Document text>
----

Your spouse’s back acts up just as your dinner guests are about to arrive. Frustrated, you mutter, “It figures,” and not quite under your breath because she hears you from the other room and accuses you of being nasty again.

Sound familiar? Chronic pain, regardless of its source, certainly takes its toll on the affected person, but it can also impact the entire family, particularly a spouse.

If you’re that spouse, you might be surprised to hear that your grumbly reaction to your partner’s pain can not only lead to tension between the two of you—that much is obvious—but can also literally make your spouse’s pain worse.

We’re not talking about just emotional pain here either—we’re talking about literal physical pain.

And that’s probably not what you want to do to your spouse…right?

If you sneer, scoff, roll your eyes or mutter when your partner grunts, groans, grimaces or braces from pain—even if you don’t realize what you’re doing—your actions can be seen as hostile or critical.

But would this actually make physical pain worse? The results of a new study address the question. At Rush University Medical Center in Chicago, 71 couples, each including one person who had chronic low-back pain, participated. First, each couple engaged in a 10-minute discussion about how the pain-free spouse would like his/her partner to better cope with the pain. Then the person with back pain did a 10-minute series of physical activities, some of them sure to cause pain, while the spouse watched. Researchers noted any critical or hostile comments by the pain-free spouse. The people with chronic pain also reported how critical and hostile they had perceived their spouses to be…and how much pain they had experienced during the activities.

The findings: The more critical and hostile a pain-free spouse was, the greater the pain—both reported and revealed through behavior—suffered by the chronic pain patient. High levels of  pain were most likely and pronounced in women and in people experiencing depression (women and men).

These results speak to the immediate effects of spouse criticism and hostility. On top of that, according to another study by the same researchers, pain perception can be affected even three hours after a response from a spouse that is considered negative—even a response as simple and brief as an eye roll.

For the partners of people in pain, this can all seem like a catch-22: If a negative response to your partner’s pain makes the pain worse, but you’re actually only trying to give him advice on better coping strategies—what are you supposed to do?

There is an answer.

----

Raw data>
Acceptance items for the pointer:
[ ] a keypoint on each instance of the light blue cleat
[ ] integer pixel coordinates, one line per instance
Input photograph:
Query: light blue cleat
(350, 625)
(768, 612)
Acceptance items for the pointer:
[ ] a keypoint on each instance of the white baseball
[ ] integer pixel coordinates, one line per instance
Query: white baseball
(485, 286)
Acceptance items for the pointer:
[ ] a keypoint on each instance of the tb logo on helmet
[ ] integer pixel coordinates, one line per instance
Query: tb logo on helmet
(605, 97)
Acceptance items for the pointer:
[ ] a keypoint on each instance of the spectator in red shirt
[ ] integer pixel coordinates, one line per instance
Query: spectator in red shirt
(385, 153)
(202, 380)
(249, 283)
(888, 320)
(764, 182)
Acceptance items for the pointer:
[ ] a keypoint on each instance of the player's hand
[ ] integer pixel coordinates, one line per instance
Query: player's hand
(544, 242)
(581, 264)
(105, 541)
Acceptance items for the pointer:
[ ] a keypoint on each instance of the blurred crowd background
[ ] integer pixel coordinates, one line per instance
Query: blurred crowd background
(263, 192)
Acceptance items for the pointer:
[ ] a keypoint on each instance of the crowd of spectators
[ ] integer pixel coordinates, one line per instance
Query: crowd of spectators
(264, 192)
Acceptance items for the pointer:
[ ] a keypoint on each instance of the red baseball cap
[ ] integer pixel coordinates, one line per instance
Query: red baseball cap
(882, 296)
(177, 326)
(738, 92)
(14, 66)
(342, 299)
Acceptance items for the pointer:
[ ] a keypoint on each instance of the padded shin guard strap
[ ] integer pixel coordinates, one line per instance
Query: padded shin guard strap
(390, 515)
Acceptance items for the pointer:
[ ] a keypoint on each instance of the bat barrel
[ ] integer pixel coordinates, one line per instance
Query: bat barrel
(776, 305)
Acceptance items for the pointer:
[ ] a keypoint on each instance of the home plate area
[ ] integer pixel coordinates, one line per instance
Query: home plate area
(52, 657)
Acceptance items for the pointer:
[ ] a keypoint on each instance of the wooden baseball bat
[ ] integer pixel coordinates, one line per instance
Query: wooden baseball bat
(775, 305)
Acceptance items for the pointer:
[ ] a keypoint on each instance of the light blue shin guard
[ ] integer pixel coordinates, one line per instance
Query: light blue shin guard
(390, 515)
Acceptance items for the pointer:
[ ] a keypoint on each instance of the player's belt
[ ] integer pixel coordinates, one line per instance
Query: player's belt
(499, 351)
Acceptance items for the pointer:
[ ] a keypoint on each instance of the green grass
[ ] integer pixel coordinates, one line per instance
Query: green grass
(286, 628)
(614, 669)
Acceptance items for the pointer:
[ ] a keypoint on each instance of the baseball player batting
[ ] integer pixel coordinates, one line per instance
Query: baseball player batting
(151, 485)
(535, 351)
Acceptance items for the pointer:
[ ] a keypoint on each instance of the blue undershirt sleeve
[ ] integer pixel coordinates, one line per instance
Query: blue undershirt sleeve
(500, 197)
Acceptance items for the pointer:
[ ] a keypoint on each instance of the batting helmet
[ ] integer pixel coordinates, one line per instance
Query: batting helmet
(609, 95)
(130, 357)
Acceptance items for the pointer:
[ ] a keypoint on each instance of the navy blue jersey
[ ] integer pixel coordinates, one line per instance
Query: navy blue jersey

----

Assignment A> In the article on spouses and chronic pain, how many couples took part in the study at Rush University Medical Center?
Assignment B> Carry on the article about spouses and chronic pain, beginning after its last line, "There is an answer."

Task response A> 71 couples took part in the study.

Task response B>
Here’s how you can turn the situation around…

Take an honest look at yourself. Many partners of people with chronic pain may not realize that they are being critical or hostile or that this type of behavior has become commonplace. Solution: First, open your mind to the possibility that your responses to your partner’s pain might not always have been as helpful as they should have been. Then, going forward, try to catch yourself before you say something (or use body language) that could be taken as hostile, and instead respond more positively. Instead of saying, “Here we go again,” say “It looks like you’re having a rough time. What can I do to help?” And instead of rolling your eyes, place your hand tenderly on your partner’s shoulder.

Be measured with your helpfulness. While you want to offer support and advice, being overly accommodating can backfire. The best long-term result comes from helping your partner help himself, not from doing everything yourself. Encourage your partner by saying, “I know you can do this”—and then encourage an open discussion about where your physical help is needed most and where encouragement would be appreciated instead.

Make pain relief a priority for the two of you. Offer assistance to ensure that your spouse is doing everything possible to safely and effectively treat the pain, from taking medication as directed to engaging in physical therapy and exercise, eating well, sleeping well and whatever else your health-care providers have advised. It’s much easier for a chronically ill person to “keep going” when he has a supportive, active partner in the effort.

Talk to your partner about getting treated for potential underlying depression. Depression worsens pain. Seeing a therapist will likely improve your spouse’s entire outlook including how he copes with pain, and this will have spillover benefits for the entire family.

See a couples counselor. If you’re both having trouble coping with your partner’s pain, couples therapy may help. The Association for Behavioral and Cognitive Therapies lists trained marital therapists who specialize in cognitive behavioral therapy (CBT), a time-limited type of counseling that can be very effective in changing how people react to certain situations and triggers.